▶ _Exercise details_: Your copy of the material below should match it exactly, except that it holds no pictures.

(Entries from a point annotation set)
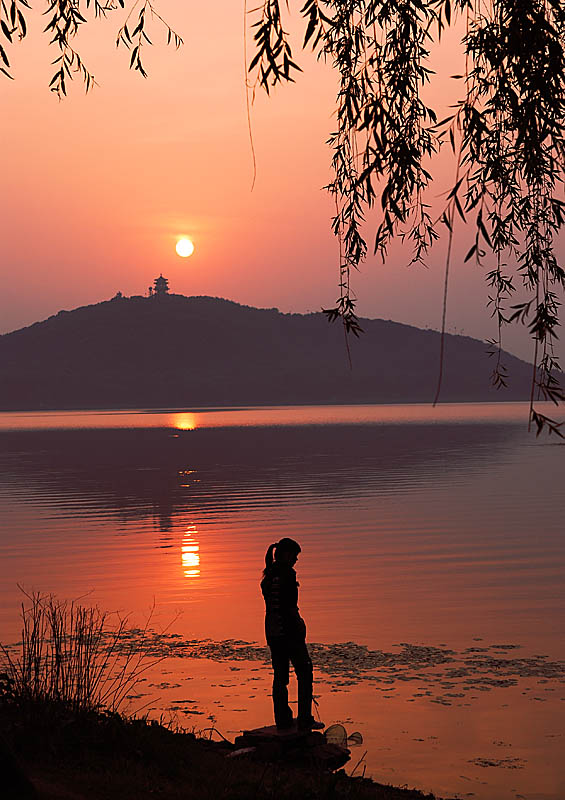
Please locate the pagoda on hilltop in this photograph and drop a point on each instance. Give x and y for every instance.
(160, 287)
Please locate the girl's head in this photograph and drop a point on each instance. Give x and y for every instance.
(283, 553)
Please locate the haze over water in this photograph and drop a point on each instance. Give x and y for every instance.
(440, 529)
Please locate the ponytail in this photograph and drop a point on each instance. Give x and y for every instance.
(285, 544)
(269, 559)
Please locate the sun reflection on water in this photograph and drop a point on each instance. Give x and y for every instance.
(190, 553)
(184, 421)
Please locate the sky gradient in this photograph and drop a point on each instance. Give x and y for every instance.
(98, 188)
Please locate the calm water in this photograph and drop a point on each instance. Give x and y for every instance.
(432, 536)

▶ _Task solution_:
Please locate the pagoda on hilltop in this photograph and drop a point on each instance. Give x and y for every instance.
(160, 287)
Please locate the girl's head in this photograph and drop a point on each instance. Give x and y for every instance.
(283, 553)
Please locate the haze over water in this photograph and drop a point on each instance. Give x and y for every instance.
(440, 529)
Please locate the ponytail in this photograph and drop a point on each instance. Give x and y for every instance.
(285, 544)
(269, 559)
Please locate the sun reflection on water in this photograph and drop a point on each instance. Give x and y for every instance.
(190, 553)
(184, 421)
Please locate the sky gradient in this photograph and drop a point on each instance. Give x and y for every instance.
(98, 188)
Please locate the calm water in this photograph and drop a point on each instance. Give x and y for every instance.
(432, 536)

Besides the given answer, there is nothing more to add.